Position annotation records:
# # # # #
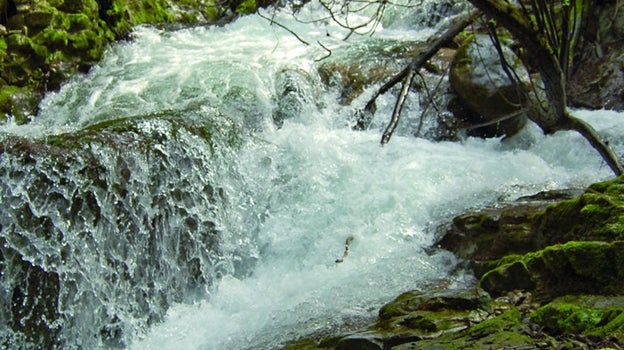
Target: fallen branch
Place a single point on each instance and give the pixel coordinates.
(346, 253)
(407, 75)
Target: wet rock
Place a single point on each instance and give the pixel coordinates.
(597, 214)
(491, 233)
(477, 76)
(295, 91)
(95, 218)
(361, 341)
(414, 316)
(358, 67)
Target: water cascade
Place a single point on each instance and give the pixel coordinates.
(195, 189)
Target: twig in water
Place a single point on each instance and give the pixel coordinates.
(347, 244)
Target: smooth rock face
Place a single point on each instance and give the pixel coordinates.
(483, 86)
(361, 341)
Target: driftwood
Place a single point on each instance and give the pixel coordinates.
(550, 47)
(350, 239)
(406, 77)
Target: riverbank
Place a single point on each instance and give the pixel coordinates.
(549, 275)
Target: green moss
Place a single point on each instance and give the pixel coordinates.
(598, 214)
(570, 268)
(588, 315)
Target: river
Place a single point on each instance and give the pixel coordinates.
(290, 191)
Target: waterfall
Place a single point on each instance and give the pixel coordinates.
(196, 187)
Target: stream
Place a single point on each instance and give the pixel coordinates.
(163, 238)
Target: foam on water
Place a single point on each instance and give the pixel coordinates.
(310, 183)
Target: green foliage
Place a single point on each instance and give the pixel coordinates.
(598, 214)
(582, 315)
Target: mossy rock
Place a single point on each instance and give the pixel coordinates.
(570, 268)
(506, 331)
(583, 314)
(598, 214)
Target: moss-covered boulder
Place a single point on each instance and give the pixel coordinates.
(597, 214)
(570, 268)
(590, 315)
(479, 80)
(488, 234)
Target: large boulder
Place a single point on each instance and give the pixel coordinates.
(482, 85)
(597, 214)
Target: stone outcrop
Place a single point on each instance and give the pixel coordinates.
(550, 270)
(479, 80)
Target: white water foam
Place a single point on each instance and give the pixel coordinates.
(313, 181)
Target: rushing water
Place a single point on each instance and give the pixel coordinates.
(159, 238)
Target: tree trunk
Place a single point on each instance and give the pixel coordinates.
(551, 115)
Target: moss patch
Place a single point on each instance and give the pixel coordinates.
(598, 214)
(589, 315)
(570, 268)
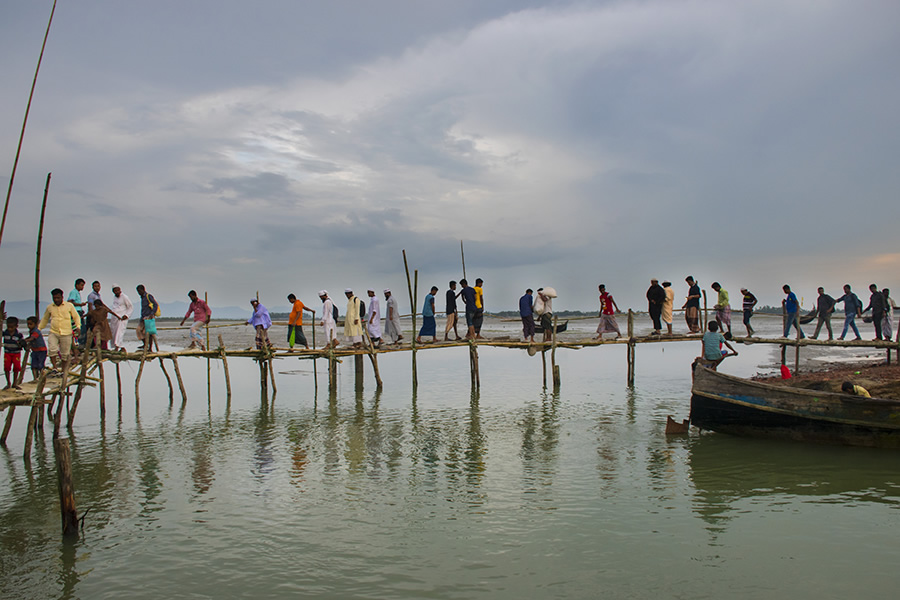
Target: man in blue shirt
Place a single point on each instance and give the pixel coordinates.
# # # # #
# What to do:
Shift every coordinate in the answers by adding 18 to each number, and write out again the data from the line with "Target: mossy rock" through the end of the data, including the requests. Leave the pictures out of your answer.

# Task answer:
Target: mossy rock
Place a single point on each instance and give the pixel coordinates.
(588, 286)
(524, 349)
(601, 332)
(616, 232)
Target: moss-covered boulder
Place a single point on each instance and give the pixel coordinates.
(615, 232)
(588, 286)
(608, 333)
(497, 98)
(506, 252)
Target: large boulder
Place a single point on each instance and give the pixel coordinates.
(500, 103)
(615, 232)
Target: stone outcrop
Place a single point on each instance and give the pixel coordinates.
(568, 288)
(497, 98)
Target: white water foam
Place a single point on each instance and give the pixel coordinates.
(331, 199)
Target: rushing water
Place a single point on each instance and give the pixel coordinates.
(177, 256)
Target: tree trunk
Place a single point on each instance and give the pixel coordinates.
(569, 133)
Target: moss patch
Place a single point on each instance and give the pixel coordinates.
(616, 232)
(607, 333)
(588, 286)
Target: man in blue shirt
Place a single point on each instance and give the pixel coordinates.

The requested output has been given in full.